* Task directions
What you return should be the lines of the data containing "trench", each in full.

(Records contained in a dataset)
☆ ☆ ☆

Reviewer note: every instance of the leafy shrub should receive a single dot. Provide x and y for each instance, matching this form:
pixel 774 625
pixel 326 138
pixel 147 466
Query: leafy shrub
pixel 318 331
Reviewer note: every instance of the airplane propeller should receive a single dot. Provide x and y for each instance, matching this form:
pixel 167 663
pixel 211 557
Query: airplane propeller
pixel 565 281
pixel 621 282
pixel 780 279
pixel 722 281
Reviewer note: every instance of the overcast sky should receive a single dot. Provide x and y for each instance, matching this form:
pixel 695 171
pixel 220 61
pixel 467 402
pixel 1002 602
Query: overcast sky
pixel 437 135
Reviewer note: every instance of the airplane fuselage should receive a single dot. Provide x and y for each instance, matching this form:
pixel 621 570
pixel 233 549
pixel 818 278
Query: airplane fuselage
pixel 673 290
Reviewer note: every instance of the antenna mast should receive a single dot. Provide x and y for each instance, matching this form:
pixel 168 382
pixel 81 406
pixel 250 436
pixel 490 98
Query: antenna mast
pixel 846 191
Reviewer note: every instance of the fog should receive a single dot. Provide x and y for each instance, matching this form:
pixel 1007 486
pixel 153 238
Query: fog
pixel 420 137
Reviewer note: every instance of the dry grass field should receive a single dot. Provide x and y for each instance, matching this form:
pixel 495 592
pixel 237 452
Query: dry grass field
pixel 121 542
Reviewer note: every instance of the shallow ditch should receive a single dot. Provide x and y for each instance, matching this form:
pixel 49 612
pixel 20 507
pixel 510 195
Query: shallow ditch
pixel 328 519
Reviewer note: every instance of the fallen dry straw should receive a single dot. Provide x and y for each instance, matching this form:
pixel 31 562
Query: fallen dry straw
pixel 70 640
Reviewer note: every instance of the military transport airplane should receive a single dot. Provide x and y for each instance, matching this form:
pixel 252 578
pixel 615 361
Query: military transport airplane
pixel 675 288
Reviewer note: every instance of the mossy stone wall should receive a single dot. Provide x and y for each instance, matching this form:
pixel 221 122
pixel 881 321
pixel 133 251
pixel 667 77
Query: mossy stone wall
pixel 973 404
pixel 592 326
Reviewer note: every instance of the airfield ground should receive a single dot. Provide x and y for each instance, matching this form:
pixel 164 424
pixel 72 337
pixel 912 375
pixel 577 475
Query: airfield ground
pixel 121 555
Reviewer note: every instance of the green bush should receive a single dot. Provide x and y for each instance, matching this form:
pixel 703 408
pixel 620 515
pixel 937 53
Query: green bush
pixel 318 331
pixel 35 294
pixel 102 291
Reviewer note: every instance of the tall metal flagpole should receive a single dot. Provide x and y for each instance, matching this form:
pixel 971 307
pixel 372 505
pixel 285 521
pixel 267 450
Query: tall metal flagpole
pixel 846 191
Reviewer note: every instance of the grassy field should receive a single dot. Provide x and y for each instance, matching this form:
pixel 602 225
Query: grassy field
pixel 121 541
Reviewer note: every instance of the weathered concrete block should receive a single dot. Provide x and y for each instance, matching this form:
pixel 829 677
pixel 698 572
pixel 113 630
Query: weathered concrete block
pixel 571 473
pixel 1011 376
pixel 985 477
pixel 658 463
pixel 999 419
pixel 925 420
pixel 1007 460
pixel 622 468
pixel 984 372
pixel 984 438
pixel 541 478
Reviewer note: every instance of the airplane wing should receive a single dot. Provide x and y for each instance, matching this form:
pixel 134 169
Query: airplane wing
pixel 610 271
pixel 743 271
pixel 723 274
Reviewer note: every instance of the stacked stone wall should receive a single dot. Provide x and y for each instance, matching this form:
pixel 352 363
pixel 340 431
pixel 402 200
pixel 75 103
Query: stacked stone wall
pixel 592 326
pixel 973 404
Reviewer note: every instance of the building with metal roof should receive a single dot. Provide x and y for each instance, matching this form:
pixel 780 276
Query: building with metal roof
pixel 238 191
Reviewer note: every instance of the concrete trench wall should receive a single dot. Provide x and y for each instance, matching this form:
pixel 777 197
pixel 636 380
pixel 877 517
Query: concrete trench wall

☆ ☆ ☆

* Solution
Reviewer note: every instance of the concrete trench wall should receive a single dot. Provide x and y for each instance, matching this form:
Query: concrete trench wall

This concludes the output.